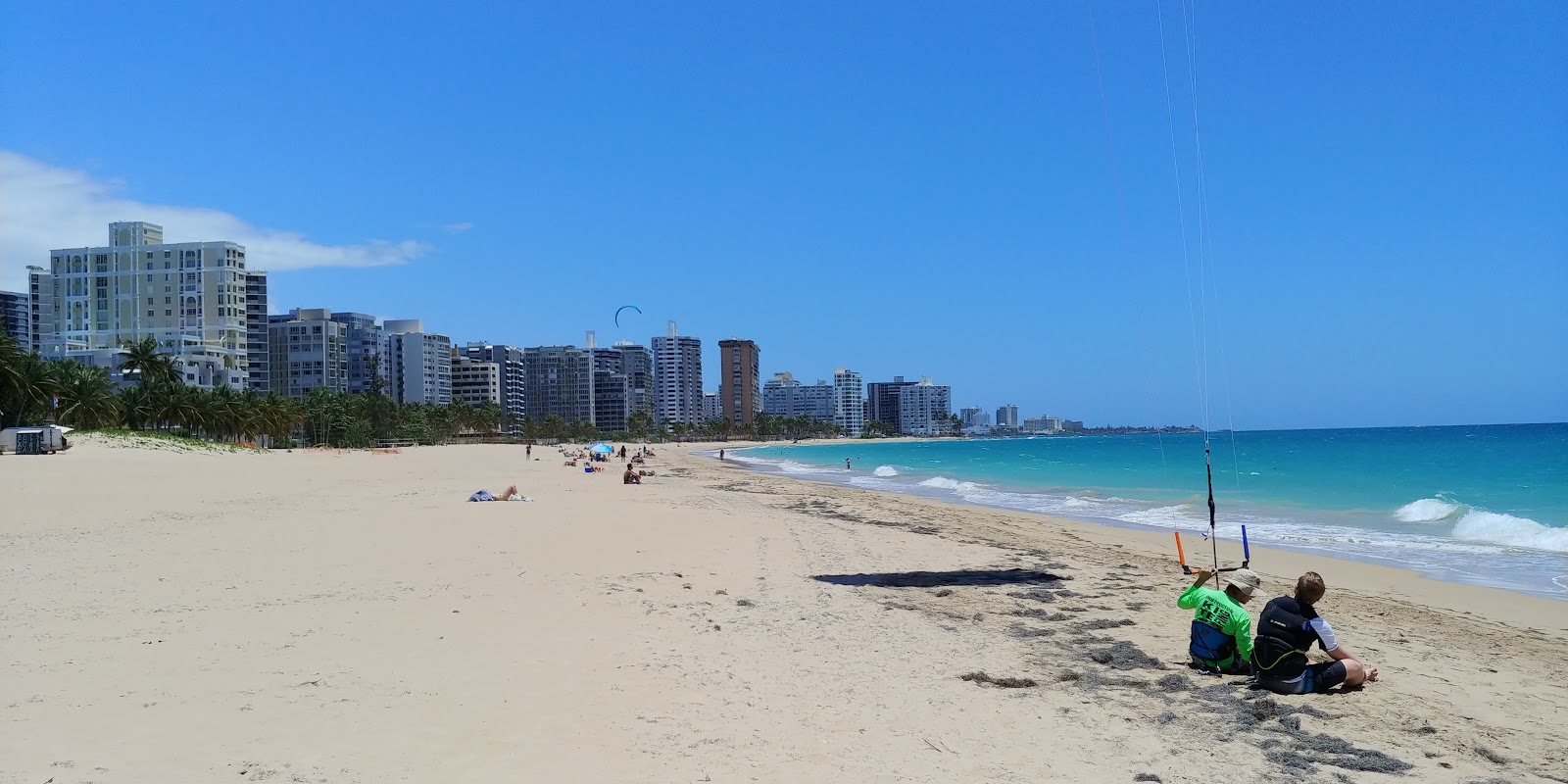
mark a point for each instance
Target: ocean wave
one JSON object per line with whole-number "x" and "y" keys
{"x": 1510, "y": 532}
{"x": 948, "y": 483}
{"x": 1426, "y": 510}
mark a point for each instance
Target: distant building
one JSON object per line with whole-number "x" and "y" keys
{"x": 849, "y": 402}
{"x": 258, "y": 339}
{"x": 612, "y": 388}
{"x": 188, "y": 297}
{"x": 16, "y": 318}
{"x": 925, "y": 408}
{"x": 1007, "y": 416}
{"x": 419, "y": 363}
{"x": 882, "y": 400}
{"x": 559, "y": 380}
{"x": 368, "y": 353}
{"x": 509, "y": 368}
{"x": 678, "y": 378}
{"x": 974, "y": 417}
{"x": 739, "y": 380}
{"x": 786, "y": 397}
{"x": 474, "y": 381}
{"x": 306, "y": 350}
{"x": 637, "y": 363}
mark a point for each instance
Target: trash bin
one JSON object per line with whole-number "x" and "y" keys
{"x": 30, "y": 443}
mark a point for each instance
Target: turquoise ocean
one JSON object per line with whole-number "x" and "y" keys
{"x": 1482, "y": 504}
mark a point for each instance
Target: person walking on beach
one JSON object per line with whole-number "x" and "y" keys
{"x": 1222, "y": 640}
{"x": 1286, "y": 631}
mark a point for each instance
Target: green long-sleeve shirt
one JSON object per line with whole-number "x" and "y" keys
{"x": 1220, "y": 612}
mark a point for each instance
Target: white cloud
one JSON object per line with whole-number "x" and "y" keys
{"x": 44, "y": 208}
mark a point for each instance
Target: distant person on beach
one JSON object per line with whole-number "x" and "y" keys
{"x": 485, "y": 494}
{"x": 1222, "y": 640}
{"x": 1286, "y": 631}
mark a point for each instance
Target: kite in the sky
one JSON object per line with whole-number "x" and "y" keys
{"x": 624, "y": 308}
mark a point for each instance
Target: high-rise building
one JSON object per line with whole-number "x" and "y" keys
{"x": 368, "y": 355}
{"x": 188, "y": 297}
{"x": 256, "y": 331}
{"x": 637, "y": 363}
{"x": 882, "y": 400}
{"x": 16, "y": 318}
{"x": 474, "y": 381}
{"x": 972, "y": 417}
{"x": 509, "y": 365}
{"x": 559, "y": 380}
{"x": 678, "y": 378}
{"x": 1007, "y": 416}
{"x": 786, "y": 397}
{"x": 306, "y": 350}
{"x": 739, "y": 380}
{"x": 612, "y": 388}
{"x": 925, "y": 408}
{"x": 849, "y": 402}
{"x": 419, "y": 363}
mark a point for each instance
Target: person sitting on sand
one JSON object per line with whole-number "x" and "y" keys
{"x": 485, "y": 494}
{"x": 1286, "y": 631}
{"x": 1222, "y": 640}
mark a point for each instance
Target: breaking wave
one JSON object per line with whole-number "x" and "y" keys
{"x": 1510, "y": 532}
{"x": 1426, "y": 510}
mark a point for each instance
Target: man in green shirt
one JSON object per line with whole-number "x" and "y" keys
{"x": 1222, "y": 632}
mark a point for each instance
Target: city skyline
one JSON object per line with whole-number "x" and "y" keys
{"x": 956, "y": 167}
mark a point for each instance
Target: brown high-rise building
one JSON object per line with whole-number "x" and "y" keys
{"x": 739, "y": 380}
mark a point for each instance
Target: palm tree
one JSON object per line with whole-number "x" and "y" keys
{"x": 151, "y": 366}
{"x": 86, "y": 399}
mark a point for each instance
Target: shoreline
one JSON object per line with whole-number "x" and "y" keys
{"x": 349, "y": 616}
{"x": 1556, "y": 588}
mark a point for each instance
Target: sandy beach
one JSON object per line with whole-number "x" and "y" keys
{"x": 345, "y": 616}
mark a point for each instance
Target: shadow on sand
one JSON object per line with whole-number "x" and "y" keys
{"x": 940, "y": 579}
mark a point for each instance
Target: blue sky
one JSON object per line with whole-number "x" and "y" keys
{"x": 904, "y": 188}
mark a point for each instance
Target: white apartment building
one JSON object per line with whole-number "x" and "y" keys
{"x": 474, "y": 381}
{"x": 678, "y": 378}
{"x": 188, "y": 297}
{"x": 419, "y": 363}
{"x": 849, "y": 402}
{"x": 925, "y": 408}
{"x": 306, "y": 349}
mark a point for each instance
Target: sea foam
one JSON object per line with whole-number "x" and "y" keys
{"x": 1510, "y": 532}
{"x": 1426, "y": 510}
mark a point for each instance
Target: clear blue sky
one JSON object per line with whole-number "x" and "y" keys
{"x": 913, "y": 188}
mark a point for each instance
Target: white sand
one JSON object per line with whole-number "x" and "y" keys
{"x": 347, "y": 616}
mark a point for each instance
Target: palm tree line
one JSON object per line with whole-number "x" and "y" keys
{"x": 35, "y": 389}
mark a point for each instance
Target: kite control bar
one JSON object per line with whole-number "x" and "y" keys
{"x": 1247, "y": 556}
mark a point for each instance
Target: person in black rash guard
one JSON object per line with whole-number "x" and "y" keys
{"x": 1286, "y": 631}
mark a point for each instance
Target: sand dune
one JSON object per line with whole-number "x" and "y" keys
{"x": 347, "y": 616}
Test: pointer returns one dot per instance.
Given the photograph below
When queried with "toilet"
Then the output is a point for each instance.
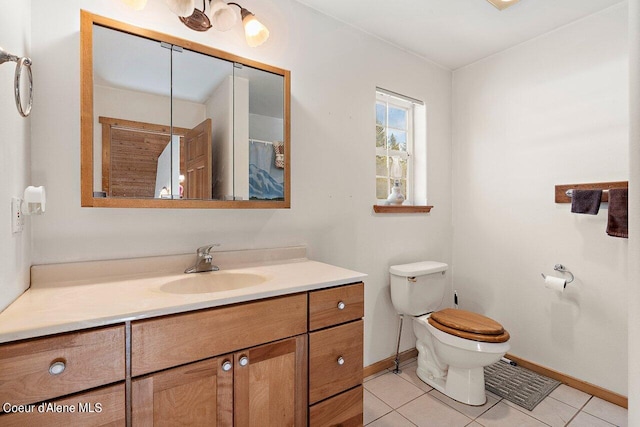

________

How to complete this task >> Extract every line of the data exactly; pictures stay out.

Response area >>
mark a point for each instance
Target: ocean wave
one JSON object per line with whole-number "x" and "y" keys
{"x": 1510, "y": 532}
{"x": 948, "y": 483}
{"x": 1426, "y": 510}
mark a point for each instance
Target: distant building
one JSON object per line with whole-number "x" and "y" keys
{"x": 849, "y": 402}
{"x": 258, "y": 339}
{"x": 612, "y": 388}
{"x": 188, "y": 297}
{"x": 16, "y": 318}
{"x": 925, "y": 408}
{"x": 1007, "y": 416}
{"x": 419, "y": 363}
{"x": 882, "y": 400}
{"x": 559, "y": 380}
{"x": 368, "y": 353}
{"x": 509, "y": 368}
{"x": 678, "y": 378}
{"x": 974, "y": 417}
{"x": 739, "y": 380}
{"x": 786, "y": 397}
{"x": 474, "y": 381}
{"x": 306, "y": 350}
{"x": 637, "y": 363}
mark a point for each instance
Target: trash bin
one JSON object per line with whole-number "x" and "y" keys
{"x": 30, "y": 443}
mark a point for each instance
Target: turquoise ocean
one JSON object per line with whole-number "x" and "y" keys
{"x": 1482, "y": 504}
mark a point for each instance
Target: person walking on beach
one JSON object per line with whole-number "x" and "y" keys
{"x": 1222, "y": 640}
{"x": 1286, "y": 631}
mark a point for each instance
Target: green long-sleeve shirt
one JSON object per line with whole-number "x" and "y" keys
{"x": 1220, "y": 612}
mark a point for each instance
Target: white cloud
one JSON object per line with whole-number "x" and "y" keys
{"x": 44, "y": 208}
mark a point for each instance
Target: distant person on beach
one JSON object per line with whole-number "x" and "y" keys
{"x": 485, "y": 494}
{"x": 1222, "y": 640}
{"x": 1286, "y": 631}
mark a point for each instance
Target: kite in the sky
one JSON object per line with whole-number "x" and "y" keys
{"x": 624, "y": 308}
mark a point for each instance
Target: high-rise building
one JSON object per line with whole-number "x" and "y" keys
{"x": 368, "y": 355}
{"x": 188, "y": 297}
{"x": 256, "y": 331}
{"x": 637, "y": 363}
{"x": 882, "y": 400}
{"x": 16, "y": 318}
{"x": 474, "y": 381}
{"x": 972, "y": 417}
{"x": 509, "y": 365}
{"x": 559, "y": 380}
{"x": 678, "y": 378}
{"x": 1007, "y": 416}
{"x": 786, "y": 397}
{"x": 306, "y": 350}
{"x": 739, "y": 380}
{"x": 612, "y": 388}
{"x": 925, "y": 408}
{"x": 849, "y": 402}
{"x": 419, "y": 363}
mark a point for each instance
Target: person sitting on sand
one JSON object per line with whole-number "x" and "y" keys
{"x": 485, "y": 494}
{"x": 1286, "y": 631}
{"x": 1222, "y": 640}
mark a point for each instance
Target: breaking wave
one JSON object per line with whole-number "x" and "y" keys
{"x": 1510, "y": 532}
{"x": 1426, "y": 510}
mark a point for each instance
Target: man in green shirt
one JSON object per line with whole-number "x" and "y" keys
{"x": 1222, "y": 632}
mark a point for each instance
Target: city skyline
one JSON object per line with whole-number "x" and "y" keys
{"x": 956, "y": 167}
mark a point for each instance
Target: brown high-rise building
one JSON object per line with whole-number "x" and "y" keys
{"x": 739, "y": 380}
mark a point for each instance
Target: palm tree
one JSON object per line with whole-number "x" and "y" keys
{"x": 151, "y": 366}
{"x": 86, "y": 399}
mark a point for each instance
Target: shoreline
one JSON object per line with whole-number "x" and "y" keys
{"x": 349, "y": 616}
{"x": 1556, "y": 588}
mark a point for each instance
Target: sandy beach
one JSON object per line with whole-number "x" and "y" keys
{"x": 345, "y": 616}
mark a point for each instance
Target: shadow on sand
one JSON object per line with whole-number "x" and "y" keys
{"x": 940, "y": 579}
mark a point for each instance
Target: blue sky
one JSON object per line with whole-number "x" and "y" keys
{"x": 904, "y": 188}
mark a point for each instance
Target: white apartment building
one JSON object per line with whole-number "x" and "y" keys
{"x": 474, "y": 381}
{"x": 678, "y": 378}
{"x": 188, "y": 297}
{"x": 419, "y": 363}
{"x": 849, "y": 402}
{"x": 925, "y": 408}
{"x": 306, "y": 349}
mark a point for each instance
Target: sea foam
one JSON object per line with whole-number "x" and "y" keys
{"x": 1510, "y": 532}
{"x": 1426, "y": 510}
mark a point for each instance
Target: clear blue sky
one JSON object per line with whole-number "x" and "y" keys
{"x": 913, "y": 188}
mark a point for each instance
Target: white sand
one JSON object per line with whole-number "x" and "y" keys
{"x": 347, "y": 616}
mark a point for each instance
Target: palm tree line
one JSON object per line with whole-number "x" and "y" keys
{"x": 35, "y": 389}
mark a point for each instance
Target: kite control bar
one JSON object per line with whole-number "x" and "y" keys
{"x": 1247, "y": 556}
mark a point for each instance
Target: person in black rash guard
one JSON object per line with whole-number "x" and "y" keys
{"x": 1286, "y": 631}
mark a point for each instance
Target: sand dune
one JSON object per line with whole-number "x" and "y" keys
{"x": 347, "y": 616}
Test: pointer returns one dot per instance.
Given the photograph below
When queried with "toilet"
Then the output is a point for each instance.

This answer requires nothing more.